• [Exercise brief]:
Repeat the data word for word and skip the pictures.

(Image-grounded pointing data)
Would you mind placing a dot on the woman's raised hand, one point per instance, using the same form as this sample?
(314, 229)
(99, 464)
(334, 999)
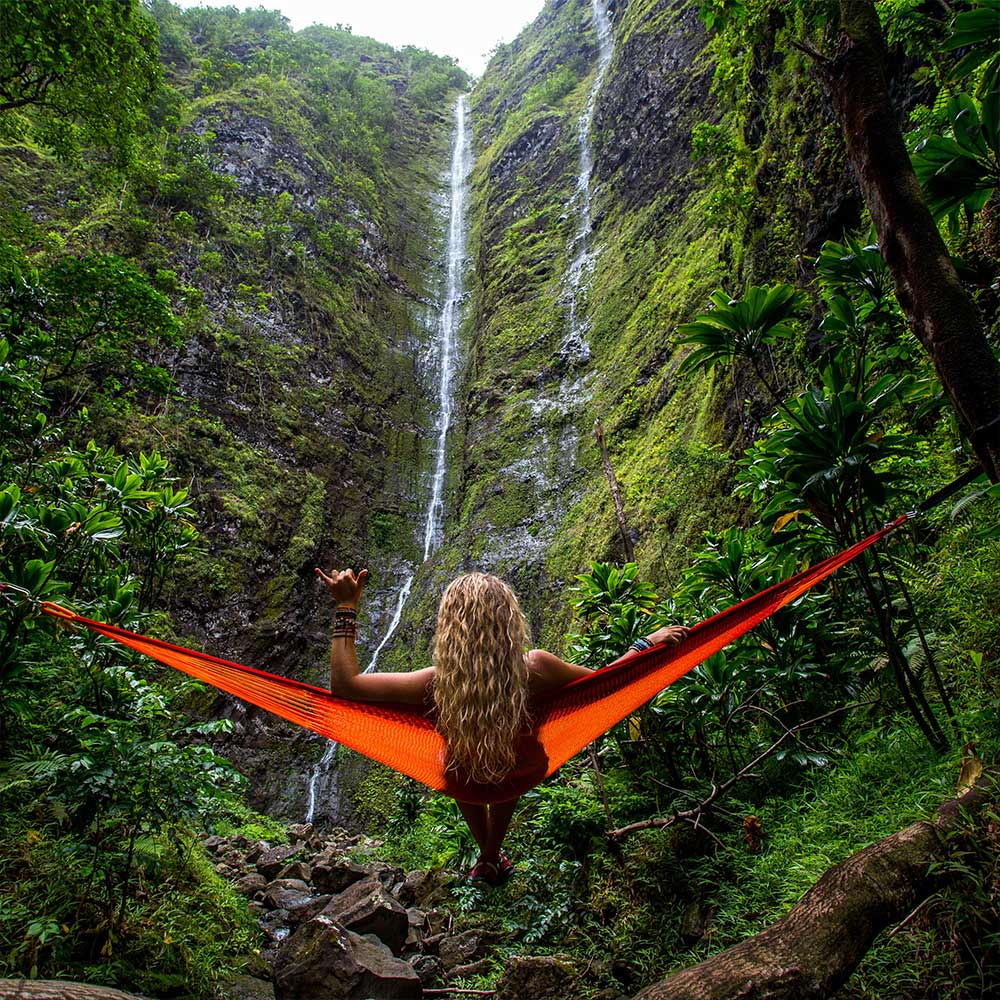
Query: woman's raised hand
(345, 587)
(670, 634)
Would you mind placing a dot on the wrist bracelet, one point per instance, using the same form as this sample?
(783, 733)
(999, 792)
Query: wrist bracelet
(345, 623)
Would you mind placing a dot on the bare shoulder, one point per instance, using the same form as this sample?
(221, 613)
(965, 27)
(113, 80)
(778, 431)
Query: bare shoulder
(549, 671)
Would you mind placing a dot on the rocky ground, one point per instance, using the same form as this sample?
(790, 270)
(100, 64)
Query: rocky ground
(338, 930)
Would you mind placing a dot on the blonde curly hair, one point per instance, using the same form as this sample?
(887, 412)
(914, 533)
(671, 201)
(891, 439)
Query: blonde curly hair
(481, 677)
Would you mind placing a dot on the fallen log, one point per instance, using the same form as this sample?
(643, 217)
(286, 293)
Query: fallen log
(813, 949)
(58, 989)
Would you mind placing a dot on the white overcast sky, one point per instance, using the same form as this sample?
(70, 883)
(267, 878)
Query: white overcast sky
(464, 29)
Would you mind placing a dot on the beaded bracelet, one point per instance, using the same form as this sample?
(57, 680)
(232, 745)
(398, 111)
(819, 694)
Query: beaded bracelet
(345, 623)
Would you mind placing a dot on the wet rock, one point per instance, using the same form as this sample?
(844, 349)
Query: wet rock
(272, 860)
(307, 909)
(424, 888)
(416, 921)
(464, 948)
(550, 977)
(438, 921)
(254, 851)
(428, 968)
(696, 921)
(286, 893)
(297, 869)
(251, 883)
(336, 876)
(472, 969)
(389, 876)
(324, 961)
(366, 908)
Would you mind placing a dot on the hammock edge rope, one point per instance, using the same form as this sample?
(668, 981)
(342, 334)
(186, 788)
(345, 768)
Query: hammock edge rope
(403, 737)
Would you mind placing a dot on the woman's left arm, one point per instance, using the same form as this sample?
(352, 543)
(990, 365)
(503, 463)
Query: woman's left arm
(346, 679)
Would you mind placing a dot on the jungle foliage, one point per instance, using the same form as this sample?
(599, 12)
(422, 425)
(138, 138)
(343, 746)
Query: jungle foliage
(765, 406)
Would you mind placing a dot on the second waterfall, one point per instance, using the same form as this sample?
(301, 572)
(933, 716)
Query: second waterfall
(322, 782)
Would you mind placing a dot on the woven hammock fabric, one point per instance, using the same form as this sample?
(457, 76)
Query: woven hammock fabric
(403, 737)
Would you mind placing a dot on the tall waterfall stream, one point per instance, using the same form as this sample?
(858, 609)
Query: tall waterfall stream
(575, 342)
(446, 349)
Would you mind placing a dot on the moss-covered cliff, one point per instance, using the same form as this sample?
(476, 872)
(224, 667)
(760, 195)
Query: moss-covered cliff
(286, 201)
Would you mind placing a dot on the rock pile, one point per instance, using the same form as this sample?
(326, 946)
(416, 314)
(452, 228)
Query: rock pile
(337, 930)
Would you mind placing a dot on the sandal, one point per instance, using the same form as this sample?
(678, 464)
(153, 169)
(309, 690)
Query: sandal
(505, 870)
(484, 871)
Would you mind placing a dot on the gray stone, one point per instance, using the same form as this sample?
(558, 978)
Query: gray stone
(297, 869)
(274, 859)
(286, 894)
(549, 977)
(366, 908)
(428, 968)
(337, 876)
(438, 921)
(324, 961)
(469, 946)
(251, 883)
(425, 888)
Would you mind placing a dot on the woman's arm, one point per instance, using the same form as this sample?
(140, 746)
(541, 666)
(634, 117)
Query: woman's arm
(346, 679)
(548, 671)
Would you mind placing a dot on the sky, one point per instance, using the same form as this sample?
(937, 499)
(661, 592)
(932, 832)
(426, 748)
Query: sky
(464, 29)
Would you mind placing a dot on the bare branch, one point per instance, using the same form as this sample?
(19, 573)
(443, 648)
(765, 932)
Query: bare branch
(743, 773)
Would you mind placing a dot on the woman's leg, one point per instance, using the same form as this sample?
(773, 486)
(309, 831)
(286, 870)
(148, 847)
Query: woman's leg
(500, 814)
(478, 820)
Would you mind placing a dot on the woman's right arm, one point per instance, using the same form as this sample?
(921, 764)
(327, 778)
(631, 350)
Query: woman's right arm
(548, 671)
(346, 679)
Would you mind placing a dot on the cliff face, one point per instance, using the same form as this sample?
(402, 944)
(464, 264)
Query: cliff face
(292, 206)
(289, 204)
(670, 221)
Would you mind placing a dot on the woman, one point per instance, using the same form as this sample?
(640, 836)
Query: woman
(481, 687)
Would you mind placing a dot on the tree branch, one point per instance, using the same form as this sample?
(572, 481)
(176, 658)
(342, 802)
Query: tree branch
(809, 953)
(694, 813)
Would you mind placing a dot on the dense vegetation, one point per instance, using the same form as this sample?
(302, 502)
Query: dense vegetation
(190, 287)
(210, 319)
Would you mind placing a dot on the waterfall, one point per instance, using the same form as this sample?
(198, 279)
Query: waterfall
(447, 349)
(575, 343)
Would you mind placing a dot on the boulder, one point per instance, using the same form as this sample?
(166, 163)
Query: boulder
(464, 948)
(324, 961)
(416, 922)
(251, 884)
(548, 977)
(428, 968)
(286, 893)
(366, 908)
(274, 859)
(438, 921)
(297, 869)
(425, 888)
(254, 851)
(336, 876)
(307, 909)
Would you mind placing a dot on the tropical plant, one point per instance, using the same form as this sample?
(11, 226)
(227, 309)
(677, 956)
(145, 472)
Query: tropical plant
(959, 172)
(743, 329)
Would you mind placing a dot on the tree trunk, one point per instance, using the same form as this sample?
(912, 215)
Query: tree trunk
(57, 989)
(812, 950)
(939, 310)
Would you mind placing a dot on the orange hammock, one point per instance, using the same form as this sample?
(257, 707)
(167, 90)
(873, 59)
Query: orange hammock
(403, 737)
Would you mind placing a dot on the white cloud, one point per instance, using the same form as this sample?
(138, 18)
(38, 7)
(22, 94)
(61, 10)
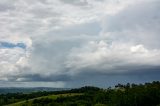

• [Response to this exercise]:
Would you mind placing a dot on the woman's raised hand, one point per instance, using the same form as this sample?
(314, 229)
(99, 464)
(334, 999)
Query: woman's raised hand
(345, 587)
(670, 634)
Would you mind placing a dot on the wrist bracelet, one point per instance, using the same form as this sample?
(783, 733)
(999, 792)
Query: wrist bracelet
(345, 623)
Would you mind placing a dot on the bare shoulder, one point per instance, using the same form as this sample?
(221, 613)
(965, 27)
(113, 80)
(778, 431)
Query: bare shoulder
(549, 671)
Would you mind placing a dot on the rocky ground, one point per instance, using the same form as this sample?
(790, 270)
(100, 64)
Query: rocky ground
(338, 930)
Would you mind placing a dot on the blonde curly hair, one point per instance, using the same form as this sample?
(887, 412)
(914, 533)
(671, 201)
(891, 439)
Query: blonde curly hair
(481, 677)
Would you mind placing a dot on the fallen log, one point per instance, using the same form as this sample?
(643, 217)
(286, 293)
Query: fallen log
(813, 949)
(58, 989)
Would you mind placing a dot on the white overcast sky, one point per instance, using the same form as this sample?
(70, 883)
(267, 878)
Query: white overcast sky
(464, 29)
Would you mind placing a dot on the beaded bracelet, one point per instance, using the same form as this sample?
(57, 680)
(232, 745)
(398, 111)
(819, 694)
Query: beaded bracelet
(345, 623)
Would you mind placing a dot on the wet rock, one point per instance, using the same form as this sample?
(844, 349)
Query: wet rock
(272, 860)
(307, 909)
(424, 888)
(416, 921)
(464, 948)
(550, 977)
(438, 921)
(254, 851)
(428, 968)
(696, 921)
(286, 893)
(297, 869)
(251, 883)
(336, 876)
(472, 969)
(389, 876)
(324, 961)
(366, 908)
Would you mind placing a dot on the hammock edge rope, one point per instance, using the same form as this sample?
(668, 981)
(342, 334)
(186, 788)
(345, 768)
Query: hammock edge rope
(403, 737)
Would you mind placing a dot on the woman's left arm, one point per instance, using the same form as this sample?
(352, 543)
(990, 365)
(503, 463)
Query: woman's left arm
(346, 679)
Would you mind placing a dot on the jungle foliage, one point per instance, using the same form as this sample?
(599, 12)
(422, 425)
(138, 138)
(343, 746)
Query: jungle foliage
(765, 406)
Would you mind placing a dot on the second waterfall, one point per instance, using the same form as this sample?
(301, 572)
(933, 716)
Query: second waterfall
(322, 782)
Would you mind placing a dot on the woven hammock fabric, one point per instance, using the same form as this sample?
(457, 76)
Query: woven hammock fabric
(403, 737)
Would you mind placing a dot on the tall waterfall stream, one point per instance, using the same form as this sample?
(858, 609)
Query: tall waterfall stream
(575, 342)
(446, 349)
Would you mind placing a dot on the moss-covered cliff, one point per instance, using the same form as this sample?
(476, 872)
(224, 667)
(760, 195)
Query: moss-covered cliff
(286, 201)
Would you mind placing a dot on the rock pile, one point per instance, using the same form as this sample?
(326, 946)
(416, 314)
(452, 228)
Query: rock pile
(337, 930)
Would you mind placing a dot on the sandal, one point per instance, using the same form as this sample?
(678, 464)
(153, 169)
(309, 690)
Query: sandal
(505, 870)
(484, 871)
Would you mind placing a dot on the gray stone, one point per instance, using the same form as this sample?
(558, 978)
Query: gray stone
(297, 869)
(274, 859)
(286, 894)
(549, 977)
(366, 908)
(428, 968)
(337, 876)
(438, 921)
(324, 961)
(469, 946)
(251, 883)
(425, 888)
Would you mind placing a dot on the woman's arm, one point per instance, using the same form as this sample?
(140, 746)
(541, 666)
(634, 117)
Query: woman's arm
(346, 679)
(548, 671)
Would you mind placing a dot on the sky, one point per instance, using the same form as this sample?
(937, 499)
(661, 592)
(932, 832)
(426, 748)
Query: sky
(464, 29)
Would you mind placing a dot on the bare branch, one point per instance, using the same form as this sample?
(19, 573)
(443, 648)
(765, 932)
Query: bare branch
(743, 773)
Would you mind placing a dot on the woman's leg, one point per instance, using the same form as this sample?
(773, 486)
(309, 831)
(286, 870)
(148, 847)
Query: woman's leg
(500, 814)
(478, 820)
Would you mind placing a dot on the woman's right arm, one point per instance, using the same form as this sample?
(921, 764)
(327, 778)
(631, 350)
Query: woman's right arm
(548, 671)
(346, 679)
Would you mind placing a dot on the cliff face, one point per instance, using the same form as this sample?
(402, 944)
(464, 264)
Query: cliff face
(292, 206)
(289, 204)
(670, 221)
Would you mind placing a dot on the woman, one point per instance, using the same form as this sample?
(640, 836)
Query: woman
(481, 687)
Would you mind placing a dot on the tree branch, one point per instance, using the same form as this sample?
(572, 481)
(176, 658)
(342, 802)
Query: tree branch
(809, 953)
(694, 813)
Would you mind placing a dot on the dense vegetation, one point per instance, using the same form as this sample?
(302, 502)
Query: dense vegetation
(190, 287)
(210, 319)
Would you mind placing a dot on the waterfall, one point per instance, using the same form as this sample?
(198, 279)
Query: waterfall
(447, 349)
(575, 343)
Would you mind placing a dot on the boulder, one point per instance, using the same form as this sample?
(166, 163)
Query: boulder
(464, 948)
(324, 961)
(416, 922)
(251, 884)
(548, 977)
(428, 968)
(286, 893)
(366, 908)
(274, 859)
(438, 921)
(297, 869)
(425, 888)
(254, 851)
(336, 876)
(307, 909)
Would you mind placing a dot on the tropical plant, one point per instance, using the same form as this sample?
(11, 226)
(227, 309)
(677, 956)
(145, 472)
Query: tropical plant
(959, 172)
(743, 329)
Would you mind placing a dot on the tree trunk, one point per instance, using the same form as this sample?
(912, 215)
Query: tree trunk
(57, 989)
(812, 950)
(939, 310)
Would you mind placing a dot on the orange hammock, one point per instance, using the same form as this sample?
(257, 707)
(167, 90)
(873, 59)
Query: orange hammock
(403, 737)
Would you mind placing a dot on the white cloud, one point per instance, using the same form as this sample?
(138, 18)
(38, 7)
(22, 94)
(61, 10)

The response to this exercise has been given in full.